In 1966, when he was 3, Wee Wong moved to Vancouver from Hong Kong with his family, and it didn't take long for him to pick up his first skateboard.

"It was '72, I think I was about 9 years-old," he says. "That's when the Cal 240s [find that skateboard here] started coming out, and I got my first one at Woodward's in Gastown."

Wee started rolling with a small, core group of Vancouver skaters that included Skull Skates' PD, Rob Nurmi, Cory Campbell, Niko Weiss, Kevin Harris, and Don Hartley. By 1979, Wee and a few others would appear in Skateboarder magazine. Once vert skating began to slow down in the beginning-‘80s, Wee decided to take a long hiatus from skateboarding in order to build his auto mechanic career and eventually his one-stop shop, Auto Repairs R ‘Wee' [1115 Kingsway, East Vancouver].

However, the saying, "Once a skater, always a skater" holds very true with the 46 year-old, who got back on-board about 7 years ago and ties it into his business.

> [Set tasks]:
a. Name every skater in the small core group of Vancouver skaters that Wee rolled with, according to the article about Wee Wong.
b. Please pick up the article about Wee Wong after its final sentence and keep writing it.
This data was drawn from a separate source.

Point-based annotation data

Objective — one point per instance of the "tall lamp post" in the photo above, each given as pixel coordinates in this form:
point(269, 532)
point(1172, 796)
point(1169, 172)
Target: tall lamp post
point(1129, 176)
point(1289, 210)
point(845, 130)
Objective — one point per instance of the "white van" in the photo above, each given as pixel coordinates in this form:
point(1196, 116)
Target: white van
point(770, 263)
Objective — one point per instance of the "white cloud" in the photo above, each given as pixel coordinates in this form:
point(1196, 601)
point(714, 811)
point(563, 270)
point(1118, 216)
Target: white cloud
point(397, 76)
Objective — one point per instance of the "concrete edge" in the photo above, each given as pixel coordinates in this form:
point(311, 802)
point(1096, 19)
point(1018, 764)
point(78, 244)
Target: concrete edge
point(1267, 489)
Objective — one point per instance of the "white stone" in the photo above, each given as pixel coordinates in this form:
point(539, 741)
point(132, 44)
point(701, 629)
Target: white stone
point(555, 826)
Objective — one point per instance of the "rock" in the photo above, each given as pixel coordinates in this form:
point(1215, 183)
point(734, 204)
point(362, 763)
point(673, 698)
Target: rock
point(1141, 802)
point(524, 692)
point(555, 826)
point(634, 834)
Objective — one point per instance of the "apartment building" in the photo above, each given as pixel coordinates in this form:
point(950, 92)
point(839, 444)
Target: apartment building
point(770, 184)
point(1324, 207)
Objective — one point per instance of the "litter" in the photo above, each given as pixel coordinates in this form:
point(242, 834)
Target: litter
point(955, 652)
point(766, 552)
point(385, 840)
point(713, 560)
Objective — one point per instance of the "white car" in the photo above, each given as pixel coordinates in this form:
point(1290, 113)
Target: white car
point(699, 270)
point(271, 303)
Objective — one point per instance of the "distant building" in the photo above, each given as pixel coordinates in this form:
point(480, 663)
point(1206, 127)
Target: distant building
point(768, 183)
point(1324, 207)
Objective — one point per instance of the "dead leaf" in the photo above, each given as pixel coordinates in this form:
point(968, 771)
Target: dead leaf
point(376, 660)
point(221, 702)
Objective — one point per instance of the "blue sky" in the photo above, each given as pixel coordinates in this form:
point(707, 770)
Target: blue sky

> [The replies]:
a. PD (of Skull Skates), Rob Nurmi, Cory Campbell, Niko Weiss, Kevin Harris, Don Hartley

b.
"Tiles and pool coping, that's my thing," Wee Wong explains during our interview. "I don't grind that much, but I like it to be on pool coping when I do [laughs]."

What did you skate back in the early ‘70s?
'72 was pretty much the beginning of skateboarding. It was the second wave when urethane wheels came out, and we were basically just riding around on the streets. There was the early freestyle tricks we used to do, the stuff that Kevin Harris still does. We used to do the high jump, the long jump, and that sorta stuff – a lot different than skating today. The West Van bowl was built around '75, and it was the first, but it's buried now. Seylynn came along after that, and there was the Skateboard Palace in Burnaby...

Were you sponsored at the time?
I wouldn't say sponsored, but I used to get a lot of stuff from this shop called Nippon Cycles downtown on Denman and Georgia. They'd give me boards and stuff to test and try out. Now I'm sponsored by BLVD Skateshop. Kevin [Kelly] comes here and supports me, so I try to support him however I can. Keep things within the friends, you know?


Wee Wong, frontside tail-block – late-'70s.

How did your photo in Skateboarder come about?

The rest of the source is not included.